(TEXT SHOWN)
The most common form of age play for adults is taking pleasure in being treated as a younger person. Less often, someone takes pleasure in treating others as if they were younger, and occasionally someone prefers to play at being older than he is. For a substantial proportion of adults who enjoy it, age play is also an erotic experience. Although age play is generally distinct from BDSM and transgender experiences, it may overlap with either or both, and age players – sometimes known as “adult babies” or “AB’s” – may find a general sort of companionship among people who engage in other specialized consensual sex and gender explorations.
Perhaps because the general population of age players is quite small, it is also a population frequently misunderstood and maligned for what outsiders see as their sexual fetish, even in those instances when age play is neither sexual nor a fetish. For many AB’s, for example, whether it is erotic or not, age play can be a strategy to assuage anxiety without resorting to medication. It can also be a useful tool for bringing unresolved issues from the past into awareness, where they can be treated and healed.
(End TEXT SHOWN)
(RECORDS SUPPLIED)
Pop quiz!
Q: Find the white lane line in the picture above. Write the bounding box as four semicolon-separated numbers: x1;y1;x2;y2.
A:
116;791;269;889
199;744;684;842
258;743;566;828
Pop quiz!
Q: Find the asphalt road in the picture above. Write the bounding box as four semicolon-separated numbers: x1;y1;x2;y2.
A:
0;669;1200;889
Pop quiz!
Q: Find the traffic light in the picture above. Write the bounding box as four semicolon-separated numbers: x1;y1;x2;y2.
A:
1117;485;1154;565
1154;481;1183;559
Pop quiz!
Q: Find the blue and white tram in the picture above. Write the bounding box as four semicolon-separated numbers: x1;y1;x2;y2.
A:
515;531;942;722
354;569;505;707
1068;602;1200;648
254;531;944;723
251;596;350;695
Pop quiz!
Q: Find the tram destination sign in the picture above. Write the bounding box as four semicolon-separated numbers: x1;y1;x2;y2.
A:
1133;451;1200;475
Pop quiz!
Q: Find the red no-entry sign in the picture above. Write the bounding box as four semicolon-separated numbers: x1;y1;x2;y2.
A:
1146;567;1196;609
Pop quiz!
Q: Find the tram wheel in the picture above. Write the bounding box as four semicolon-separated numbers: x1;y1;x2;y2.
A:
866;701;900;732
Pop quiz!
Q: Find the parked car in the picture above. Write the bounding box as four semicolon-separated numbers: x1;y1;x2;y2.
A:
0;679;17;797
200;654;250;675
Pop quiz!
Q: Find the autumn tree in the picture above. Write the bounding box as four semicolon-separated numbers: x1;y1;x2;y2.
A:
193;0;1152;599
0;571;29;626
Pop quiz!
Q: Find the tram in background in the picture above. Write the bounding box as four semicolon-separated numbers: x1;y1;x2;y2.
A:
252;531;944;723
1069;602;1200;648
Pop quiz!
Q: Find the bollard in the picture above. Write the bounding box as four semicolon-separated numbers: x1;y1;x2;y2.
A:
(End RECORDS SUPPLIED)
EXERCISE REQUIREMENTS
1. Reproduce the passage on age play between "The most common" and "and gender explorations.", inclusive.
2. Carry on the passage on age play from its last sentence.

RESPONSES IN ORDER
1.
The most common form of age play for adults is taking pleasure in being treated as a younger person. Less often, someone takes pleasure in treating others as if they were younger, and occasionally someone prefers to play at being older than he is. For a substantial proportion of adults who enjoy it, age play is also an erotic experience. Although age play is generally distinct from BDSM and transgender experiences, it may overlap with either or both, and age players – sometimes known as “adult babies” or “AB’s” – may find a general sort of companionship among people who engage in other specialized consensual sex and gender explorations.

2.
Age play often does seem to be a way to respond to traumatic events that took place in early childhood, but by themselves the activities are often pleasurable to participants and harmless to anyone. Yet, the practice is so misunderstood and abjured that people who engage in it often have to contend with shame, guilt, and the anger and fear of their loved ones, as well as their own underlying concerns.
Age play is explicitly a practice that involves consenting adults. It is not pedophilia, which is illegal and involves chronological children, and so by definition cannot be a consenting adult activity.